**Listed entries**
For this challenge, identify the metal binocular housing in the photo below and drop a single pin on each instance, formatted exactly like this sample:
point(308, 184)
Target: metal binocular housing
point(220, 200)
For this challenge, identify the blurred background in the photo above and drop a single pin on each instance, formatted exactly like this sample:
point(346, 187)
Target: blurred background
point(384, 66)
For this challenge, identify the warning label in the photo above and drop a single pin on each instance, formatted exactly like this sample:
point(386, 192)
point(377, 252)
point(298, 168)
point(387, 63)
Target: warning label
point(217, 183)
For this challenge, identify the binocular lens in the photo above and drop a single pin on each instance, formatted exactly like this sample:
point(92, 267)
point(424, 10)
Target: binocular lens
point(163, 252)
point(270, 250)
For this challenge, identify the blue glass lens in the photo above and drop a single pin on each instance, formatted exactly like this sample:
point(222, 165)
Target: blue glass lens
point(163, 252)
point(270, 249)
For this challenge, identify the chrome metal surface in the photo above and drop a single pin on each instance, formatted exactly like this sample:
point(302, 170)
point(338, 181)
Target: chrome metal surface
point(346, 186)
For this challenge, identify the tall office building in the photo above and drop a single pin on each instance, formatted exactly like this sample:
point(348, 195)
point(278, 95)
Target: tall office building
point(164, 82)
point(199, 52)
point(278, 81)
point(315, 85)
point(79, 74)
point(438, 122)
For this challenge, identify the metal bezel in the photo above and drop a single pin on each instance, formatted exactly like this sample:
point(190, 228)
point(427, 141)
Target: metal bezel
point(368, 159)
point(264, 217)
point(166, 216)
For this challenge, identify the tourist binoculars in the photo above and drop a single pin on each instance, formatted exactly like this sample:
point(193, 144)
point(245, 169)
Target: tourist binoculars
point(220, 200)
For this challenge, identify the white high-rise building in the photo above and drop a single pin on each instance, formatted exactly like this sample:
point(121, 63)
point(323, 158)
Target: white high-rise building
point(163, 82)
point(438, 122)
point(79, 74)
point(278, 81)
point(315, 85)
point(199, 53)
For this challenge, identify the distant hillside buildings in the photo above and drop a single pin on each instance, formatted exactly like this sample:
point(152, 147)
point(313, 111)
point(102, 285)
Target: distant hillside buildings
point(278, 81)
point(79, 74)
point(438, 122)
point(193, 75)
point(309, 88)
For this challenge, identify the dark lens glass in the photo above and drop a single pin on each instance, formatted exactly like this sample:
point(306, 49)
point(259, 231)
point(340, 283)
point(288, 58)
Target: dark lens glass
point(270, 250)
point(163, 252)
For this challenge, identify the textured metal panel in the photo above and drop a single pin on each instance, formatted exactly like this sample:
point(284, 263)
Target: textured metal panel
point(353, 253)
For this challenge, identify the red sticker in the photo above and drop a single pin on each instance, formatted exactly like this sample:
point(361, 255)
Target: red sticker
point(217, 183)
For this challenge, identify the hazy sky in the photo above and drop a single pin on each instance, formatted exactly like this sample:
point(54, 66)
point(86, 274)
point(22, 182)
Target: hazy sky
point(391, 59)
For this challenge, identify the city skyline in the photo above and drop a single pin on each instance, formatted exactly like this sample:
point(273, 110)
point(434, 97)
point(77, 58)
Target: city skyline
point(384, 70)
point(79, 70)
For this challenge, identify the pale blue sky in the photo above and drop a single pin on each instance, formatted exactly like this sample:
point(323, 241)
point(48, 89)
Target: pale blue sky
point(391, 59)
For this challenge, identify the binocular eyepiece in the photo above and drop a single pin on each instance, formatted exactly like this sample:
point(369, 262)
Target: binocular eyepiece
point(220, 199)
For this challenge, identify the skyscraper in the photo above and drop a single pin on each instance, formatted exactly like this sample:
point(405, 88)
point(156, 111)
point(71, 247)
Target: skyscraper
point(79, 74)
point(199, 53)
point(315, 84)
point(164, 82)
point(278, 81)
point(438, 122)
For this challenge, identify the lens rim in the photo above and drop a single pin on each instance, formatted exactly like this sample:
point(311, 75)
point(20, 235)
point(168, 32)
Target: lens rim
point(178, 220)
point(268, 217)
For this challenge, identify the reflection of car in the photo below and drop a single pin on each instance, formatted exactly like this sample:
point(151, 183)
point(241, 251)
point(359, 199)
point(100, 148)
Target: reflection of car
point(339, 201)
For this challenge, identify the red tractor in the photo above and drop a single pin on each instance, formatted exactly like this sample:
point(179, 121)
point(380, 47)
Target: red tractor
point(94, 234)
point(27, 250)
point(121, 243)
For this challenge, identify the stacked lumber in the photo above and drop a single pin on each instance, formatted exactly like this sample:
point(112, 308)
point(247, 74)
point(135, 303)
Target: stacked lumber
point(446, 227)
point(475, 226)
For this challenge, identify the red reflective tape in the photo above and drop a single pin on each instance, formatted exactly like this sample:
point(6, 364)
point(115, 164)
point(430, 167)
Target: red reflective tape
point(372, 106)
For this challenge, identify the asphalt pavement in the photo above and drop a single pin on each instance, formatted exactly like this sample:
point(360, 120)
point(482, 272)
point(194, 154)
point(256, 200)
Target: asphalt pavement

**Short task**
Keep only the lines from the one containing "For this challenge, identify the skyscraper" to the end of the entries, and repeat them exactly.

**Task result**
For this challenge, identify the skyscraper in the photo above and drop a single pin on each instance, formatted exactly like this sample:
point(405, 88)
point(156, 111)
point(71, 247)
Target: skyscraper
point(79, 74)
point(199, 53)
point(315, 84)
point(164, 82)
point(278, 81)
point(438, 122)
For this challenge, identify the lens rim in the photo above and drop a single pin on each instance, formatted exactly like this sample:
point(311, 75)
point(20, 235)
point(168, 32)
Target: lens rim
point(178, 220)
point(268, 217)
For this challenge, identify the reflection of car in the photo below and drop a single pin on each instance, formatted exactly like this sample:
point(151, 183)
point(241, 251)
point(359, 199)
point(100, 148)
Target: reflection of car
point(339, 201)
For this challenge, identify the red tractor in the photo above and drop a single pin on each instance, formatted exactly like this sample:
point(179, 121)
point(380, 47)
Target: red tractor
point(94, 234)
point(27, 250)
point(121, 243)
For this challenge, identify the stacked lumber in the photo above and drop a single pin on each instance, formatted exactly like this sample:
point(112, 308)
point(247, 74)
point(135, 303)
Target: stacked lumber
point(446, 227)
point(475, 226)
For this challenge, identify the red reflective tape in the photo above and drop a single pin on each instance, formatted exactly like this sample:
point(6, 364)
point(115, 164)
point(430, 167)
Target: red reflective tape
point(372, 106)
For this challenge, identify the asphalt pavement in the photo above and drop a single pin on each instance, formatted exactly like this sample:
point(360, 120)
point(482, 272)
point(194, 154)
point(256, 200)
Target: asphalt pavement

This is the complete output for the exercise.